◆ **Exercise objective**
Without omitting anything, retype the data that follows.

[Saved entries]
◆ ◆ ◆ ◆ ◆ ◆ ◆
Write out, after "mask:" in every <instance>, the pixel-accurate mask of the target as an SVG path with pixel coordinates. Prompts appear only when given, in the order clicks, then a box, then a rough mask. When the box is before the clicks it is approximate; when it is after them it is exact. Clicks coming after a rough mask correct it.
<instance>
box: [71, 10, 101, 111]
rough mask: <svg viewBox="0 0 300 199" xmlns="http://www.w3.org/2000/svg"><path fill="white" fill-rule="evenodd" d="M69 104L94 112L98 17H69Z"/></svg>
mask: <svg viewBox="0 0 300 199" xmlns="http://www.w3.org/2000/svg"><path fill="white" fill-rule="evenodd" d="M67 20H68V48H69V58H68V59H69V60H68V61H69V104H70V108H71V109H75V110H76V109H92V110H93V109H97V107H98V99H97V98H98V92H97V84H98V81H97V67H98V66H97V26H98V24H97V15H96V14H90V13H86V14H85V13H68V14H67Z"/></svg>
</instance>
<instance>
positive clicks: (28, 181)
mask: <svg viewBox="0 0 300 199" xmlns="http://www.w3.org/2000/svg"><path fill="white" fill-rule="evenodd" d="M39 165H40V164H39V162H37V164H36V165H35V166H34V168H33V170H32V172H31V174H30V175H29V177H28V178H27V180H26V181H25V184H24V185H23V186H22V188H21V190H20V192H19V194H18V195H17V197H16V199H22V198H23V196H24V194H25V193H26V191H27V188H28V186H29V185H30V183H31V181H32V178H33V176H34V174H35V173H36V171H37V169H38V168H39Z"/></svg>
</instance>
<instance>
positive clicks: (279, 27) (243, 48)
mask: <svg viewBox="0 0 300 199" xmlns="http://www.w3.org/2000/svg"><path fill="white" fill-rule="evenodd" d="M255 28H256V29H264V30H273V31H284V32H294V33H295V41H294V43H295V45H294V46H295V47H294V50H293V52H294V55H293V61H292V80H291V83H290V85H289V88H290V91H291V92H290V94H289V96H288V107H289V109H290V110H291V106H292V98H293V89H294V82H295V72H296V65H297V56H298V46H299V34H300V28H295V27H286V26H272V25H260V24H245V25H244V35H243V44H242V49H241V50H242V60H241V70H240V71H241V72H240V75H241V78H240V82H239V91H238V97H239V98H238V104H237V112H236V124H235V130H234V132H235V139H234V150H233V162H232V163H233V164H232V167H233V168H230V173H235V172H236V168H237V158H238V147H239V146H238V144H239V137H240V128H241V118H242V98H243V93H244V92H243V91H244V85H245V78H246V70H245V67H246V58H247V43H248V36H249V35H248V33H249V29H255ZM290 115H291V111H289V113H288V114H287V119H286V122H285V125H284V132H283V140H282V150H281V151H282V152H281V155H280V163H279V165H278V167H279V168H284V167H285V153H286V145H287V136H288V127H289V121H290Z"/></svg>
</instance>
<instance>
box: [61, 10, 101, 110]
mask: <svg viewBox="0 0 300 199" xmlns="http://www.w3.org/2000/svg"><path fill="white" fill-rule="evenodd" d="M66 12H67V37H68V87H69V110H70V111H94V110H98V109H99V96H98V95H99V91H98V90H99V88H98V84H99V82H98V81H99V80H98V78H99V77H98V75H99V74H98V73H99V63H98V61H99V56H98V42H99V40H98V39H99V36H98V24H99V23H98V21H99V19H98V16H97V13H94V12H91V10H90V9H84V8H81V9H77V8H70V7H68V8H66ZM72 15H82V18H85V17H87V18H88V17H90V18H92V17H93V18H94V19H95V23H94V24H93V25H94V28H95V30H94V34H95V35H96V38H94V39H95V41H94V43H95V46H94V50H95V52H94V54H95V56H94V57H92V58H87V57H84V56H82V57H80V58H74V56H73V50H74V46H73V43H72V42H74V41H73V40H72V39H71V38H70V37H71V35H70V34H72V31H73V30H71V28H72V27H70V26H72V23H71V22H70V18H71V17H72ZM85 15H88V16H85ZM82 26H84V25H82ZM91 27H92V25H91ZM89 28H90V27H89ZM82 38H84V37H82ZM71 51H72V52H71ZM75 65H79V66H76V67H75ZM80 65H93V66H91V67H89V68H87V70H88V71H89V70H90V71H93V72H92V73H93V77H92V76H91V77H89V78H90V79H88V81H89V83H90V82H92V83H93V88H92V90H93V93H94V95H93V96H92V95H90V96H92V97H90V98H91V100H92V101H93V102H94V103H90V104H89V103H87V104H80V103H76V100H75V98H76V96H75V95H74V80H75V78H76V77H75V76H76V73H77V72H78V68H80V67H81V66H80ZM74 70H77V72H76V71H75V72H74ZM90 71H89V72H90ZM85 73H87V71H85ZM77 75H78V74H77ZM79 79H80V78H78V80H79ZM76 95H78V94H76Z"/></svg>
◆ ◆ ◆ ◆ ◆ ◆ ◆
◆ **The completed task**
Write out, after "mask:" in every <instance>, the pixel-accurate mask of the target as an SVG path with pixel coordinates. Prompts appear only when given, in the order clicks, then a box, then a rough mask. When the box is before the clicks it is approximate; when it is after them it is exact. Clicks coming after a rough mask correct it.
<instance>
box: [71, 10, 101, 111]
rough mask: <svg viewBox="0 0 300 199" xmlns="http://www.w3.org/2000/svg"><path fill="white" fill-rule="evenodd" d="M69 104L94 112L98 17H69Z"/></svg>
mask: <svg viewBox="0 0 300 199" xmlns="http://www.w3.org/2000/svg"><path fill="white" fill-rule="evenodd" d="M67 20H68V48H69V58H68V59H69V60H68V61H69V104H70V108H71V109H75V110H76V109H92V110H93V109H97V107H98V99H97V98H98V92H97V84H98V81H97V67H98V66H97V26H98V24H97V15H96V14H90V13H86V14H85V13H68V14H67Z"/></svg>
</instance>
<instance>
positive clicks: (28, 181)
mask: <svg viewBox="0 0 300 199" xmlns="http://www.w3.org/2000/svg"><path fill="white" fill-rule="evenodd" d="M39 165H40V164H39V162H37V164H36V165H35V166H34V168H33V170H32V172H31V174H30V175H29V177H28V178H27V180H26V181H25V184H24V185H23V186H22V188H21V190H20V192H19V194H18V195H17V197H16V199H22V198H23V196H24V194H25V193H26V191H27V188H28V186H29V185H30V183H31V181H32V178H33V176H34V174H35V173H36V171H37V169H38V168H39Z"/></svg>
</instance>
<instance>
positive clicks: (279, 27) (243, 48)
mask: <svg viewBox="0 0 300 199" xmlns="http://www.w3.org/2000/svg"><path fill="white" fill-rule="evenodd" d="M255 28H256V29H264V30H273V31H284V32H294V33H295V41H294V43H295V45H294V46H295V47H294V50H293V52H294V55H293V61H292V80H291V83H290V85H289V88H290V91H291V92H290V94H289V96H288V107H289V109H290V110H291V106H292V98H293V89H294V82H295V72H296V65H297V56H298V46H299V34H300V28H295V27H286V26H272V25H260V24H245V25H244V35H243V44H242V49H241V50H242V60H241V70H240V71H241V72H240V75H241V78H240V82H239V91H238V97H239V98H238V104H237V112H236V124H235V130H234V132H235V139H234V150H233V162H232V163H233V164H232V167H233V168H230V173H235V172H236V168H237V158H238V147H239V146H238V144H239V137H240V128H241V118H242V98H243V93H244V92H243V91H244V85H245V78H246V70H245V67H246V58H247V43H248V36H249V35H248V33H249V29H255ZM290 115H291V111H289V113H288V114H287V119H286V122H285V125H284V132H283V140H282V150H281V151H282V152H281V155H280V163H279V165H278V167H279V168H284V167H285V153H286V145H287V136H288V127H289V121H290Z"/></svg>
</instance>
<instance>
box: [61, 10, 101, 110]
mask: <svg viewBox="0 0 300 199" xmlns="http://www.w3.org/2000/svg"><path fill="white" fill-rule="evenodd" d="M66 12H67V37H68V87H69V110H70V111H94V110H98V109H99V96H98V95H99V91H98V90H99V88H98V84H99V82H98V81H99V80H98V78H99V77H98V75H99V74H98V73H99V63H98V61H99V56H98V42H99V40H98V39H99V36H98V24H99V23H98V21H99V19H98V16H97V13H94V12H91V10H90V9H84V8H81V9H77V8H70V7H68V8H66ZM72 15H82V18H85V17H87V18H88V17H90V18H92V17H93V18H94V19H95V23H94V24H93V25H94V28H95V30H94V34H95V35H96V38H94V39H95V41H94V43H95V46H94V50H95V52H94V54H95V56H94V57H92V58H87V57H84V56H82V57H80V58H74V56H73V50H74V46H73V43H72V42H74V41H73V40H72V39H71V38H70V37H71V35H70V34H72V31H73V30H71V28H72V27H70V26H72V23H71V22H70V18H71V17H72ZM85 15H88V16H85ZM82 26H84V25H82ZM91 27H92V25H91ZM89 28H90V27H89ZM82 38H84V37H82ZM71 51H72V52H71ZM75 65H79V66H76V67H75ZM80 65H93V66H91V67H89V68H87V70H88V71H89V70H90V71H93V72H92V73H93V77H92V76H91V77H89V78H90V79H88V81H89V83H90V82H92V83H93V88H92V90H93V93H94V95H93V96H92V95H90V96H92V97H90V98H91V100H92V101H93V102H94V103H90V104H89V103H87V104H80V103H76V100H75V98H76V96H75V95H74V80H75V78H76V77H75V76H76V73H77V72H78V68H80V67H81V66H80ZM74 70H77V72H76V71H75V72H74ZM90 71H89V72H90ZM85 73H87V71H85ZM77 75H78V74H77ZM79 79H80V78H78V80H79ZM76 95H78V94H76Z"/></svg>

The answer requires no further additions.